**Task objective:** Print every one of the entries below verbatim, keeping each line and its order unchanged.

┄┄┄┄┄┄┄┄┄┄

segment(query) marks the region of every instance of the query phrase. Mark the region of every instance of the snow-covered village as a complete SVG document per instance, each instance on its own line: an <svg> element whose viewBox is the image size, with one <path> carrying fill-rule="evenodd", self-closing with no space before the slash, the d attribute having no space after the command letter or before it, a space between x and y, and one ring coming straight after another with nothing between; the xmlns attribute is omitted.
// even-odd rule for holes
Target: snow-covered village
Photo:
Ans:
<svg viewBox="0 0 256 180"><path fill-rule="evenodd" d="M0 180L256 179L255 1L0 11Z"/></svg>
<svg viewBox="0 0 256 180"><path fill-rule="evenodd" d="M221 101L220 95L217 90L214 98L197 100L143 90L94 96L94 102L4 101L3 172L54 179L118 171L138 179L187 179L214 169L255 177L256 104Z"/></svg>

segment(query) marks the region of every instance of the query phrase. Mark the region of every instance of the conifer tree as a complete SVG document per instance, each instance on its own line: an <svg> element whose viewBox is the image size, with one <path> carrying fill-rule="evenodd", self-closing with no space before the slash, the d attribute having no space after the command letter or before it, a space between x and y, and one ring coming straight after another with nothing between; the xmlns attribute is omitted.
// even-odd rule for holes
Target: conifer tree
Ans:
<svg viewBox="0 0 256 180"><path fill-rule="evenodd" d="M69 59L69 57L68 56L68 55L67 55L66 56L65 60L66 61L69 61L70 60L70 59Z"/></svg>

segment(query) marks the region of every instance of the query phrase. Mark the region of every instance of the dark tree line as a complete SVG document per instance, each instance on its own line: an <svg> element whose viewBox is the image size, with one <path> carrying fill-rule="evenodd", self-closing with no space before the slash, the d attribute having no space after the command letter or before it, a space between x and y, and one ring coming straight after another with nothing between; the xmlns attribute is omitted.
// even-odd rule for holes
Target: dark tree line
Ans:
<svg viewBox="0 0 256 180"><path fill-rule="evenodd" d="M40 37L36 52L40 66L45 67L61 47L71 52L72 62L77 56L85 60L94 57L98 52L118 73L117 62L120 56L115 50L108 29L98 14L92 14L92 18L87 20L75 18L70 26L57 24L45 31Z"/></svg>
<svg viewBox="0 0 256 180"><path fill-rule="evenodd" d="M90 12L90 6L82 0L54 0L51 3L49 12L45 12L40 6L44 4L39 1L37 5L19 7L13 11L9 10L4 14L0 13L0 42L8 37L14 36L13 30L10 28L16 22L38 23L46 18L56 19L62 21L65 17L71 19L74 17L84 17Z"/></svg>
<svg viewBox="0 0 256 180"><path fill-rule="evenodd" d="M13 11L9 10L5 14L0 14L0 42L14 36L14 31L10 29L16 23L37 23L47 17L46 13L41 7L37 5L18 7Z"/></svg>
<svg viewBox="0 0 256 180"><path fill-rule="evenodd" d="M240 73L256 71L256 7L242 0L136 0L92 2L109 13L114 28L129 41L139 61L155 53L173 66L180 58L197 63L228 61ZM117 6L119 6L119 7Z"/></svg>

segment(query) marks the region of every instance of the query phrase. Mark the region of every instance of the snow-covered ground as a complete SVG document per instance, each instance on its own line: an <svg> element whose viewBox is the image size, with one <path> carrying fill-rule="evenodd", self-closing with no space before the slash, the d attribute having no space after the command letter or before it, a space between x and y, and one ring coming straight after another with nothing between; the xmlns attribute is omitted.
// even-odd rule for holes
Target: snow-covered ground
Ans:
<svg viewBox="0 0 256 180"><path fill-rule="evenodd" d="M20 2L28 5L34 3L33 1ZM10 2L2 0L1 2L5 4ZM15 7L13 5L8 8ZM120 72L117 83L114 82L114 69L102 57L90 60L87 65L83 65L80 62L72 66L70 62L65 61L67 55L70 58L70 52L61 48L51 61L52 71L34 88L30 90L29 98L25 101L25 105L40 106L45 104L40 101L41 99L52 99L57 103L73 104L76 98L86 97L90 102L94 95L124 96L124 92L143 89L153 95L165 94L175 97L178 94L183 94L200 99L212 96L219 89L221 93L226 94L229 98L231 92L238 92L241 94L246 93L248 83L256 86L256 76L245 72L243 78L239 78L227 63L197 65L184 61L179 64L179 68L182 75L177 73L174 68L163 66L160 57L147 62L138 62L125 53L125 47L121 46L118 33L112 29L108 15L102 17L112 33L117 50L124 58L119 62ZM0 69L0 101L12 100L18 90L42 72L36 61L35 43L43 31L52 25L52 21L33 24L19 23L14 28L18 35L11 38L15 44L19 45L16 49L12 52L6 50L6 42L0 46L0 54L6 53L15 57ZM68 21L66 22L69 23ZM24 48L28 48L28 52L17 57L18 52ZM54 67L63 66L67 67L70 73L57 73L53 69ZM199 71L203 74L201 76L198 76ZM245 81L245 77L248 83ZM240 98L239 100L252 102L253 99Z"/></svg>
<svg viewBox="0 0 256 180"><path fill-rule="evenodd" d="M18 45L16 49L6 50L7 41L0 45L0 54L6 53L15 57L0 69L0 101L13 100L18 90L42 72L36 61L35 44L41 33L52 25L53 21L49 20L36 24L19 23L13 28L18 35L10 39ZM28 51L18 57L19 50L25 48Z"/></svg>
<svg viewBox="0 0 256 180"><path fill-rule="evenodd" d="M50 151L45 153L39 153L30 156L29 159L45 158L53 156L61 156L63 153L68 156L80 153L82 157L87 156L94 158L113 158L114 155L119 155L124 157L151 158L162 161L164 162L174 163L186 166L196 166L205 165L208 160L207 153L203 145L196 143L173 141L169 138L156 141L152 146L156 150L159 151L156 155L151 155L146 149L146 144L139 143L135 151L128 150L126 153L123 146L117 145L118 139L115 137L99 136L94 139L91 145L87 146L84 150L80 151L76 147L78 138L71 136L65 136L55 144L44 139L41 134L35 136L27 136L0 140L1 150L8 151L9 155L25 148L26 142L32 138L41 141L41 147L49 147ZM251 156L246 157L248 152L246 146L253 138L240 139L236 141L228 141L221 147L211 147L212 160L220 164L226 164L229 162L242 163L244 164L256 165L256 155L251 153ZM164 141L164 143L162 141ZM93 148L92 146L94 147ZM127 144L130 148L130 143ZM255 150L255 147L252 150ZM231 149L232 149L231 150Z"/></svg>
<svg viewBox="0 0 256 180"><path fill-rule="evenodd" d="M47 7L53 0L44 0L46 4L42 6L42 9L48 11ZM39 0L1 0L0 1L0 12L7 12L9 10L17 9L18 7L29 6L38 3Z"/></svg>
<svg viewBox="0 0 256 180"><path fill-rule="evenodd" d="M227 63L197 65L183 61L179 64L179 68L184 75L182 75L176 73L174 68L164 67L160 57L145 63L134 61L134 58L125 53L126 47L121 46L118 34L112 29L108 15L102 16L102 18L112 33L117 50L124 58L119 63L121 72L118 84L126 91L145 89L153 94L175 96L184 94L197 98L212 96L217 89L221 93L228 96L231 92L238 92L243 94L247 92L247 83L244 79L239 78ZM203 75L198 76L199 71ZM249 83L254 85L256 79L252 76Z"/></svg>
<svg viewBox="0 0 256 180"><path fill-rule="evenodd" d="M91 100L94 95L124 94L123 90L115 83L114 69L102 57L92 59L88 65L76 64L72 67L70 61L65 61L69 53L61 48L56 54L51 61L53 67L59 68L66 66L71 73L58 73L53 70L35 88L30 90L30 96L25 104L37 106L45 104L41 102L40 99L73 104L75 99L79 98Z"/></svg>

┄┄┄┄┄┄┄┄┄┄

**Solution:**
segment(query) marks the region of every instance of the query phrase. Mark the region of every instance of the snow-covered village as a complete SVG document per instance, each instance on its own line: an <svg> element whose viewBox is the image size, with one <path> carrying fill-rule="evenodd", self-closing with no space before the slash, the d attribute having no space after the command letter or before it, a space between x and y, and one ring coming straight after another with nothing between; the xmlns attribute is omitted.
// even-odd rule for holes
Target: snow-covered village
Photo:
Ans:
<svg viewBox="0 0 256 180"><path fill-rule="evenodd" d="M0 180L256 179L255 1L0 11Z"/></svg>
<svg viewBox="0 0 256 180"><path fill-rule="evenodd" d="M221 101L220 95L217 90L214 98L197 100L143 90L94 96L94 102L4 101L3 172L54 179L118 171L138 179L187 179L214 169L255 177L256 104Z"/></svg>

segment(query) marks the region of every instance of the query phrase. Mark the region of every instance of the conifer tree as a complete SVG document per instance, each instance on its own line: an <svg> element whose viewBox is the image size, with one <path> carrying fill-rule="evenodd", self-closing with no space before the slash, the d attribute having no space after the command letter or before it, a space between x and y, and one ring coming straight after another with nothing between; the xmlns attribute is omitted.
// even-odd rule for holes
Target: conifer tree
Ans:
<svg viewBox="0 0 256 180"><path fill-rule="evenodd" d="M69 59L69 57L68 56L68 55L67 55L66 56L65 60L66 61L69 61L70 60L70 59Z"/></svg>

segment(query) marks the region of every instance of the query phrase. Mark the region of every instance of the dark tree line as a complete SVG document per instance, each instance on its own line: an <svg> element whose viewBox is the image size, with one <path> carrying fill-rule="evenodd", self-closing with no space before the slash, the d attribute having no space after the command letter or before it, a space between x and y, and one ring coming straight after another with nothing between; the xmlns attribute is omitted.
// even-odd rule for holes
Target: dark tree line
Ans:
<svg viewBox="0 0 256 180"><path fill-rule="evenodd" d="M40 37L36 52L40 66L45 67L61 47L71 52L72 62L77 56L85 60L94 57L98 52L118 73L117 62L120 56L115 50L108 29L98 14L92 14L92 18L87 20L75 18L70 26L57 24L45 31Z"/></svg>
<svg viewBox="0 0 256 180"><path fill-rule="evenodd" d="M90 12L90 6L82 0L54 0L51 3L49 12L45 12L40 6L44 4L39 1L37 5L19 7L13 11L9 10L4 14L0 13L0 42L8 37L14 36L13 30L10 28L16 22L38 23L46 18L56 19L62 21L65 17L71 19L74 17L84 17Z"/></svg>
<svg viewBox="0 0 256 180"><path fill-rule="evenodd" d="M13 11L9 10L5 14L0 14L0 42L14 36L14 31L10 29L16 23L37 23L47 17L46 13L41 7L37 5L18 7Z"/></svg>
<svg viewBox="0 0 256 180"><path fill-rule="evenodd" d="M240 73L256 71L256 7L242 0L136 0L92 2L109 13L114 28L129 41L139 61L155 53L173 66L180 58L197 63L228 61ZM117 6L119 6L119 7Z"/></svg>

segment(query) marks the region of every instance of the query phrase. Mark the region of every instance of the snow-covered ground as a complete SVG document per instance, each instance on its own line: an <svg> element whose viewBox is the image size, with one <path> carrying fill-rule="evenodd", self-closing with no space before the slash, the d attribute having no space after the command letter or before it, a space between x and y, and one ring coming straight after another with nothing between; the xmlns attribute is omitted.
// even-odd rule for holes
Target: snow-covered ground
Ans:
<svg viewBox="0 0 256 180"><path fill-rule="evenodd" d="M20 2L28 5L34 3L33 1ZM10 2L2 0L1 2L5 4ZM15 7L13 5L8 8ZM120 72L117 83L114 82L114 69L102 57L90 60L87 65L83 65L80 62L72 66L70 62L65 61L67 55L70 58L70 52L61 48L51 61L52 71L34 88L30 90L29 98L25 101L25 105L40 106L45 104L40 101L41 99L52 99L57 103L73 104L76 98L86 97L90 102L94 95L124 96L124 92L143 89L153 95L165 94L175 97L178 94L183 94L200 99L212 96L219 89L221 93L226 94L229 98L231 92L238 92L241 94L246 93L248 83L256 86L256 76L245 72L243 78L239 78L227 63L197 65L184 61L179 64L179 68L182 75L177 73L174 68L163 66L160 57L147 62L138 62L125 53L125 47L121 46L118 33L112 29L108 15L102 17L112 33L117 50L124 58L119 62ZM0 69L0 101L12 100L18 90L42 72L36 61L35 43L43 31L52 25L52 21L33 24L19 23L14 28L18 35L11 38L15 44L19 45L16 49L12 52L6 50L6 42L0 46L0 54L6 53L15 57ZM68 21L66 22L69 23ZM24 48L28 48L28 52L17 57L18 52ZM54 67L63 66L67 67L70 73L57 73L53 69ZM199 71L203 74L201 76L198 76ZM245 81L245 77L248 83ZM240 98L239 100L252 102L253 99Z"/></svg>
<svg viewBox="0 0 256 180"><path fill-rule="evenodd" d="M18 45L16 49L6 50L7 41L0 45L0 54L6 53L15 57L0 69L0 101L13 100L18 90L42 72L36 61L35 44L41 33L52 25L53 21L49 20L36 24L19 23L13 28L18 35L10 39ZM28 51L18 57L19 50L25 48Z"/></svg>
<svg viewBox="0 0 256 180"><path fill-rule="evenodd" d="M50 151L45 153L39 153L30 156L29 159L45 158L53 156L61 156L63 153L68 156L80 153L82 157L87 156L94 158L113 158L114 155L119 155L124 157L151 158L162 161L164 162L174 163L186 166L196 166L205 165L208 160L207 153L203 145L196 143L173 141L169 138L156 141L152 146L156 150L159 151L156 155L151 155L146 149L146 144L139 143L135 151L128 150L126 153L123 146L117 145L118 139L115 137L99 136L94 139L91 145L87 146L84 150L80 151L76 147L78 138L71 136L65 136L55 144L44 139L41 134L35 136L27 136L0 140L1 150L8 151L9 155L25 148L26 142L32 138L41 141L41 147L49 147ZM251 156L246 157L248 152L246 146L253 138L240 139L236 141L228 141L221 147L211 147L212 160L220 164L226 164L229 162L242 163L244 164L256 165L256 155L251 153ZM164 141L164 143L162 141ZM93 148L92 146L94 147ZM127 144L130 148L130 143ZM255 150L255 147L252 150ZM231 149L232 149L231 150Z"/></svg>
<svg viewBox="0 0 256 180"><path fill-rule="evenodd" d="M47 7L53 0L44 0L46 4L42 6L42 9L48 11ZM39 0L1 0L0 1L0 12L7 12L9 10L17 9L18 7L29 6L38 3Z"/></svg>
<svg viewBox="0 0 256 180"><path fill-rule="evenodd" d="M227 63L197 65L183 61L179 64L179 68L184 75L182 75L176 73L174 68L164 67L160 57L145 63L134 61L134 58L125 53L126 47L121 46L118 34L112 29L108 15L102 16L102 18L112 33L117 50L124 58L119 63L121 72L118 84L126 91L145 89L153 94L175 96L184 94L197 98L212 96L217 89L221 93L228 96L231 92L238 92L243 94L247 92L247 83L244 79L239 78ZM203 75L198 76L199 71ZM249 83L254 85L256 79L252 76Z"/></svg>
<svg viewBox="0 0 256 180"><path fill-rule="evenodd" d="M91 100L94 95L124 94L123 90L115 83L114 69L102 57L92 59L88 65L76 64L72 67L70 61L65 61L69 53L61 48L56 54L51 61L53 67L59 68L66 66L71 73L58 73L53 70L35 88L30 90L30 96L25 104L37 106L45 104L41 102L40 99L73 104L75 99L79 98Z"/></svg>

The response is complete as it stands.